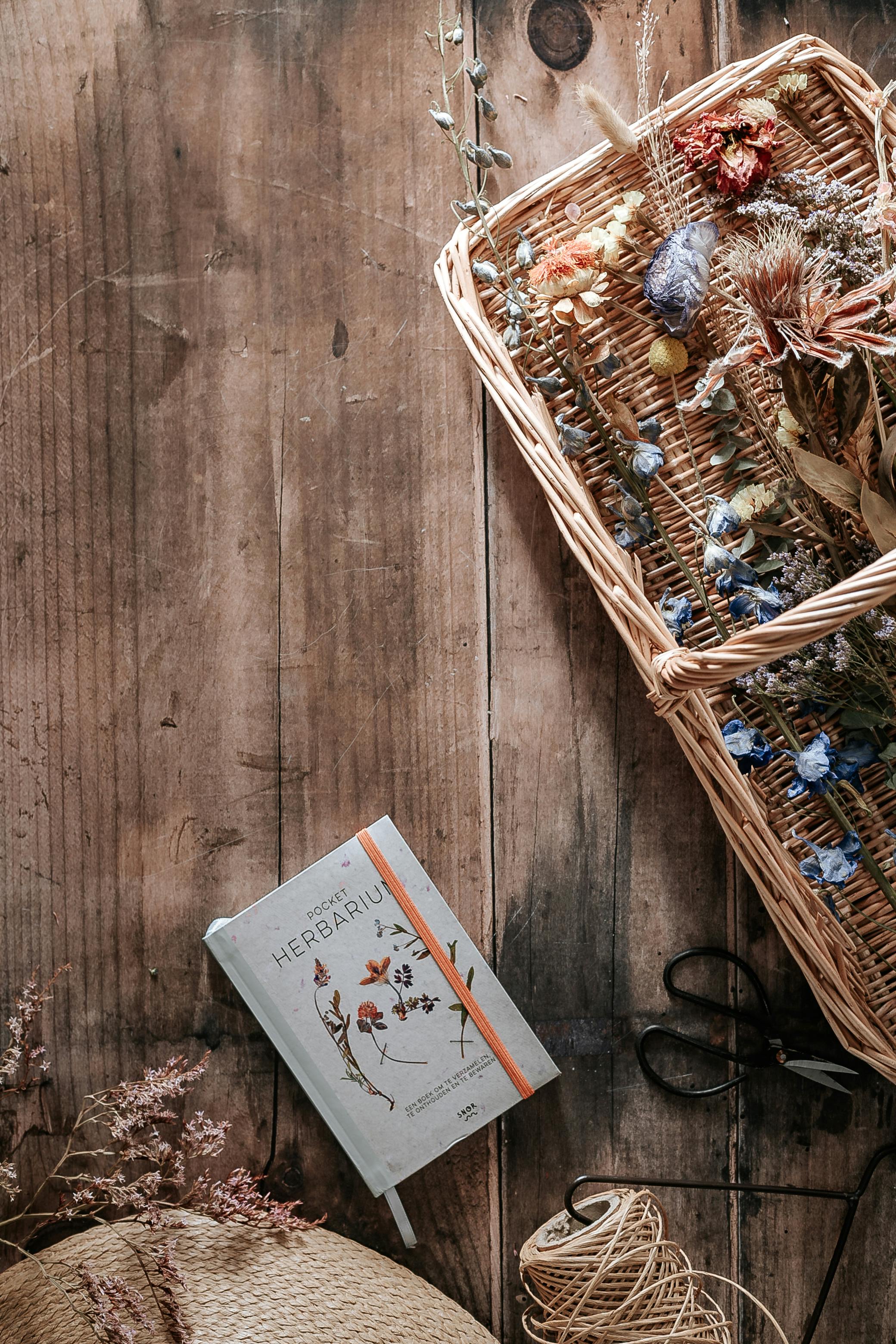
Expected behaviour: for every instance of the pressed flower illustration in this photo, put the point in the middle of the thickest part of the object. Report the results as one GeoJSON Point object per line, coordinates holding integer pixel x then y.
{"type": "Point", "coordinates": [370, 1020]}
{"type": "Point", "coordinates": [428, 1005]}
{"type": "Point", "coordinates": [338, 1026]}
{"type": "Point", "coordinates": [376, 972]}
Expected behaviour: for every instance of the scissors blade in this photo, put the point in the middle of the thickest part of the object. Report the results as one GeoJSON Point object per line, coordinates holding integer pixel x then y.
{"type": "Point", "coordinates": [818, 1072]}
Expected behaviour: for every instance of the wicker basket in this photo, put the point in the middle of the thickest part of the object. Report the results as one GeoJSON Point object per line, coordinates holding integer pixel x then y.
{"type": "Point", "coordinates": [849, 965]}
{"type": "Point", "coordinates": [243, 1285]}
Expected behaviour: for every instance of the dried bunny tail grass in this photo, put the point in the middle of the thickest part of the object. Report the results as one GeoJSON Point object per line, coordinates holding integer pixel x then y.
{"type": "Point", "coordinates": [606, 119]}
{"type": "Point", "coordinates": [668, 194]}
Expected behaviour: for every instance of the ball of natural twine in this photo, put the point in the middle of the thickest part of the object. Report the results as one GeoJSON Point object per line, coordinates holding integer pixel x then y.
{"type": "Point", "coordinates": [617, 1280]}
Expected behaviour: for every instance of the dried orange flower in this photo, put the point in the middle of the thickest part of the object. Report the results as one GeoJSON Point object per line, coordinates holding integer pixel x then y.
{"type": "Point", "coordinates": [739, 142]}
{"type": "Point", "coordinates": [566, 269]}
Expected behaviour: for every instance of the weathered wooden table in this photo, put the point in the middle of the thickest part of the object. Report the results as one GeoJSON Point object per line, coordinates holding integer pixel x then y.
{"type": "Point", "coordinates": [272, 568]}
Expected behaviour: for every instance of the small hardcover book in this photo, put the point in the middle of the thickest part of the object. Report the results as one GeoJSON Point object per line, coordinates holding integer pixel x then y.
{"type": "Point", "coordinates": [382, 1007]}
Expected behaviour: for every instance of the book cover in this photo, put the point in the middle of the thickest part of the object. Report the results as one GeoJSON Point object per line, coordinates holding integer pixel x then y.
{"type": "Point", "coordinates": [342, 979]}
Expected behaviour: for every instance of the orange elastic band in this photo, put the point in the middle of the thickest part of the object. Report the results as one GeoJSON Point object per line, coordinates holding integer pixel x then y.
{"type": "Point", "coordinates": [445, 964]}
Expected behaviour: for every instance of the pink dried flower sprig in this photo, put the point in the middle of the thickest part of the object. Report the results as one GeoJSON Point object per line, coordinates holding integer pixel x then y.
{"type": "Point", "coordinates": [113, 1308]}
{"type": "Point", "coordinates": [108, 1180]}
{"type": "Point", "coordinates": [23, 1062]}
{"type": "Point", "coordinates": [240, 1199]}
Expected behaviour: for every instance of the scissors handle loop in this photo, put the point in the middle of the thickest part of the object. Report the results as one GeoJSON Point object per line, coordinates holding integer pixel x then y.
{"type": "Point", "coordinates": [703, 1046]}
{"type": "Point", "coordinates": [761, 1023]}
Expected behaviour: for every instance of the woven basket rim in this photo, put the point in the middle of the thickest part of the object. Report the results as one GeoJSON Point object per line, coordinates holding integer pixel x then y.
{"type": "Point", "coordinates": [820, 945]}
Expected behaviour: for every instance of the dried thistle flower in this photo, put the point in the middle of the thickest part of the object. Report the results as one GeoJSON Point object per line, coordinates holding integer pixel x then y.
{"type": "Point", "coordinates": [828, 213]}
{"type": "Point", "coordinates": [798, 307]}
{"type": "Point", "coordinates": [566, 268]}
{"type": "Point", "coordinates": [606, 119]}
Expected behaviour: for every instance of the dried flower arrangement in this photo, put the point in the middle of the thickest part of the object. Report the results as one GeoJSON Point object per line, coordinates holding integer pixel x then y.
{"type": "Point", "coordinates": [702, 316]}
{"type": "Point", "coordinates": [128, 1159]}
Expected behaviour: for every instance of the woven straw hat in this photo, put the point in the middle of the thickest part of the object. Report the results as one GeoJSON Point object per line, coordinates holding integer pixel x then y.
{"type": "Point", "coordinates": [246, 1285]}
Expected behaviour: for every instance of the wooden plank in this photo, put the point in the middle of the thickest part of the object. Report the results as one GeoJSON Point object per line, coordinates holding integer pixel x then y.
{"type": "Point", "coordinates": [583, 781]}
{"type": "Point", "coordinates": [139, 556]}
{"type": "Point", "coordinates": [858, 29]}
{"type": "Point", "coordinates": [608, 857]}
{"type": "Point", "coordinates": [383, 669]}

━━━━━━

Copy exactly the lines that begin with the one containing "Expected behaviour: for every instance of the woven straw" and continue to the end of the records, both included, and nothing more.

Expected behaviour: for every instance of the woven straw hat in this photo, put the point in the middle of the thickest part of the object. Report the results as one GeoJSON Point object per line, coordinates holding integer pixel x then y.
{"type": "Point", "coordinates": [246, 1285]}
Expected behaviour: for every instance of the wooden plank in this photo, put the point in the middle of the thickest part of the object. Report the results as one GeoJSON Point object per line, coordinates holding integer pixel x then y.
{"type": "Point", "coordinates": [583, 781]}
{"type": "Point", "coordinates": [139, 556]}
{"type": "Point", "coordinates": [858, 29]}
{"type": "Point", "coordinates": [608, 857]}
{"type": "Point", "coordinates": [383, 669]}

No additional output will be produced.